I ricercatori hanno anche scoperto che oranghi, scimpanzé, bonobo e gorilla possono assumere comportamenti intenzionalmente provocatori che hanno lo scopo di mettere in risalto le debolezze degli altri per gioco.
Nello specifico hanno identificato 18 distinti comportamenti di presa in giro, alcuni dei quali possono persino ricordare il nostro concetto di satira. Alcuni bonobo sono stati infatti visti mentre prendevano in giro i leader del loro clan, quando questi erano presenti nei dintorni, simulando il loro atteggiamento, i gesti, i tic e quello che stavano facendo davanti a loro, così che tutti quanti potessero riderne.
Copiando i movimenti dei leader, cercavano di provocare una risposta o almeno di attirarne l'attenzione, senza che questi mal interpretasse il gesto. «È normale per queste scimmie agitare o far oscillare ripetutamente una parte del corpo o un oggetto nel mezzo del campo visivo del bersaglio del loro scherzo. Possono anche colpirlo, punzecchiarlo o anche solo fissarlo attentamente in faccia per poi copiarne o interromperne i movimenti, tirargli la pelliccia, spaventarli ed eseguire altri comportamenti che sono estremamente difficili da ignorare», ha sottolineato Erica Cartmill, altra autrice dello studio.
In ogni caso, le scimmie cercano di non esagerare e scherzano solo nei momenti opportuni. Nessuno di loro infatti attaccherebbe un amico o un parente quando è stressato o nei momenti in cui perlustrano l'ambiente, alla ricerca di cibo o di invasori. Non penserebbero mai inoltre di spaventarlo quando è da solo, poiché questo comportamento rischierebbe di essere letto come un attacco vero e proprio.

### Record elencati
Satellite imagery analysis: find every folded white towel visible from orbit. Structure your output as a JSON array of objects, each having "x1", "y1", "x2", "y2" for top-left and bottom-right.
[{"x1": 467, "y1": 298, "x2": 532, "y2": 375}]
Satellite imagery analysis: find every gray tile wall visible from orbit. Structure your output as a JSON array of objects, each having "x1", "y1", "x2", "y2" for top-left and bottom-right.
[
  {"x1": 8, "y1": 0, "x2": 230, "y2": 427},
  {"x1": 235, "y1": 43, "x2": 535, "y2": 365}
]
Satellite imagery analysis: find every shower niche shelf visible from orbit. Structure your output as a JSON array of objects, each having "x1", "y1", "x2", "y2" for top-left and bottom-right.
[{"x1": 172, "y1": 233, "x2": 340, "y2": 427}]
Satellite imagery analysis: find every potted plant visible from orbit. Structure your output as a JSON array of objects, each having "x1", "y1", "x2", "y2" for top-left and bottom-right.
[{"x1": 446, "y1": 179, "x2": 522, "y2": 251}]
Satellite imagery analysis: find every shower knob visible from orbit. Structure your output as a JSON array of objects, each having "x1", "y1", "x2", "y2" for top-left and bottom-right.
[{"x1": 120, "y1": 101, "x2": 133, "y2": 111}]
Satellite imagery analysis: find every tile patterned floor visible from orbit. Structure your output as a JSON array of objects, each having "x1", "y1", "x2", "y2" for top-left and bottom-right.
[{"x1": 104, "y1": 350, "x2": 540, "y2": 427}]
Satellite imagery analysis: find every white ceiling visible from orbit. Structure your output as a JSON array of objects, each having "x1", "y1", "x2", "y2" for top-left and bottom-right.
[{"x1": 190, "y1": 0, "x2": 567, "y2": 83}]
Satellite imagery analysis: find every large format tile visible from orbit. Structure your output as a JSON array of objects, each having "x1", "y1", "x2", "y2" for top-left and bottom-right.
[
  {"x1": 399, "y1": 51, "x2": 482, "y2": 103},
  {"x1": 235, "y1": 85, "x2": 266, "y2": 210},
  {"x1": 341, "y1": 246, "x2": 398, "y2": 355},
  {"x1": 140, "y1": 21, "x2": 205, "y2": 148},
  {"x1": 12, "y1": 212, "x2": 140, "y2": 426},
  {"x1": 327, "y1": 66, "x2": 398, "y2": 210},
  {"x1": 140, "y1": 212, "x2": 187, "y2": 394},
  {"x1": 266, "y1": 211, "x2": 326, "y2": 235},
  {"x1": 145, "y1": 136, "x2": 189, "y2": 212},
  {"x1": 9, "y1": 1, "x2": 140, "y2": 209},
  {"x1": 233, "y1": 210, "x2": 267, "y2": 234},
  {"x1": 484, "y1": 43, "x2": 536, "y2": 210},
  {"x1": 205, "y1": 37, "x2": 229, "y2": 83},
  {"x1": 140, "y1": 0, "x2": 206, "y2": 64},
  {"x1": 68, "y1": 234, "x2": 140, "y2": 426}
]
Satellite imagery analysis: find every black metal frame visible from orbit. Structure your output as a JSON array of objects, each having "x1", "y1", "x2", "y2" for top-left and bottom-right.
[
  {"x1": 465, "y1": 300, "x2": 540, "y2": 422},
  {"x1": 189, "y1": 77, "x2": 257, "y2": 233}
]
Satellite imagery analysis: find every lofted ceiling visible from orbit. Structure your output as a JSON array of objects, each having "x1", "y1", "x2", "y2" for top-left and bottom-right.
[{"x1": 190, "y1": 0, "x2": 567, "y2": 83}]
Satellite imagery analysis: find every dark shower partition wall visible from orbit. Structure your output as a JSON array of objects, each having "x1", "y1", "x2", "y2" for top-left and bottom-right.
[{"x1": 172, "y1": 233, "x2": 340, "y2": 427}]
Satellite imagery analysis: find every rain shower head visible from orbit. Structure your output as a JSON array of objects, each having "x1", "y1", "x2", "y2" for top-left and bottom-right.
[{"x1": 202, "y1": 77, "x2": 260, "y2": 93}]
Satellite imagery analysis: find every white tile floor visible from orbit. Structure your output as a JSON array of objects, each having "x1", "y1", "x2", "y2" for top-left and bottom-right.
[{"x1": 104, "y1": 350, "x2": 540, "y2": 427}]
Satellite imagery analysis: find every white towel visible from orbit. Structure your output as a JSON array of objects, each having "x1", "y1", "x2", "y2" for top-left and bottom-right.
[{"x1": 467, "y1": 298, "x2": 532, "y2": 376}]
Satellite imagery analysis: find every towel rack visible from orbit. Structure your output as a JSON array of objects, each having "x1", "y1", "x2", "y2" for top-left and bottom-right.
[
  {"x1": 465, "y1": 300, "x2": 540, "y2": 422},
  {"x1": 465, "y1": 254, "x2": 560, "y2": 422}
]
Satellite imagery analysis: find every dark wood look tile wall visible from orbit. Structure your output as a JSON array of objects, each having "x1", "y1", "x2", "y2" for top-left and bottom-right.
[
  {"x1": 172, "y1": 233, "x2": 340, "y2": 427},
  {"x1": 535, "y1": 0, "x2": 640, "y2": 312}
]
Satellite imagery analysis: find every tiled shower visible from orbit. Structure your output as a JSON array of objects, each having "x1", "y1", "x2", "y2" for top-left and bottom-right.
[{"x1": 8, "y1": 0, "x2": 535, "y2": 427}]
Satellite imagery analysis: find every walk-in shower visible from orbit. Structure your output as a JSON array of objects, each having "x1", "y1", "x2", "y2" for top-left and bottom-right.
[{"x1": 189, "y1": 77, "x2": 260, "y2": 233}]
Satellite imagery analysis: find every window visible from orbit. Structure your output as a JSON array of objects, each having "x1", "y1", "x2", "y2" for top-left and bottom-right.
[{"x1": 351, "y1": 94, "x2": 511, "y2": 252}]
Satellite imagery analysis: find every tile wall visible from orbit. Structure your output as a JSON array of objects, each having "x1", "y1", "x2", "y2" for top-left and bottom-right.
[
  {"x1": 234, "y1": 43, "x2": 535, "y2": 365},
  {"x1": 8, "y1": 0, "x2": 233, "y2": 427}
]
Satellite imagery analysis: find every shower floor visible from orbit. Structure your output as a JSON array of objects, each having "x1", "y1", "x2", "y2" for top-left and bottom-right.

### Compiti dell'esercizio
A) Traduci in inglese questa frase del brano sulle scimmie: "In ogni caso, le scimmie cercano di non esagerare e scherzano solo nei momenti opportuni."
B) Quali specie di scimmie nomina il brano sulle scimmie? Elencale tutte.
C) Prosegui il brano sulle scimmie oltre la sua ultima frase.

### Soluzioni degli esercizi
A) In any case, the apes try not to overdo it and only joke around at the right moments.

B) oranghi, scimpanzé, bonobo, gorilla

C)
I momenti in cui avvengono il maggior numero di scherzi accadono quando tutti gli esemplari del gruppo si ritrovano a rilassarsi per il grooming o quando, di seguito un pasto, alcuni giovani si mettono a giocare poco lontano dai genitori. Gli scherzi e le prese in giro sono inoltre anche unilaterali, ovvero quando un esemplare viene canzonato non risponde all'amico con un altro scherzo o schernendolo a sua volta. Semplicemente accetta lo scherzo, gode eventualmente della risata degli altri esemplari e procede in quello che stava facendo.
I ricercatori hanno inoltre anche chiarito che Jane Goodall, Dian Fossey, David Attenborough, Desmond Morris e Jared Diamond avevano menzionato comportamenti simili negli scimpanzé molti anni fa, ma questo studio è stato il primo ad analizzare sistematicamente il comportamento in queste 5 specie, seppur in cattività. «Da un punto di vista evolutivo, gli scherzi che sono state osservate in tutte le grandi scimmie (che somigliano ai comportamenti giocosi dei neonati umani) suggeriscono che i prerequisiti cognitivi legati all'organizzazione e al riconoscimento della presa in giro potrebbero essere presenti nel nostro ramo evolutivo dai tempi dell'evoluzione del nostro ultimo antenato comune, comparso sulla Terra circa 13 milioni di anni fa – ha spiegato Laumer – Speriamo che il nostro studio possa ispirare altri ricercatori nello studiare questi atteggiamenti in altre specie, al fine di comprendere meglio l'evoluzione di questo comportamento dalle molteplici sfaccettature».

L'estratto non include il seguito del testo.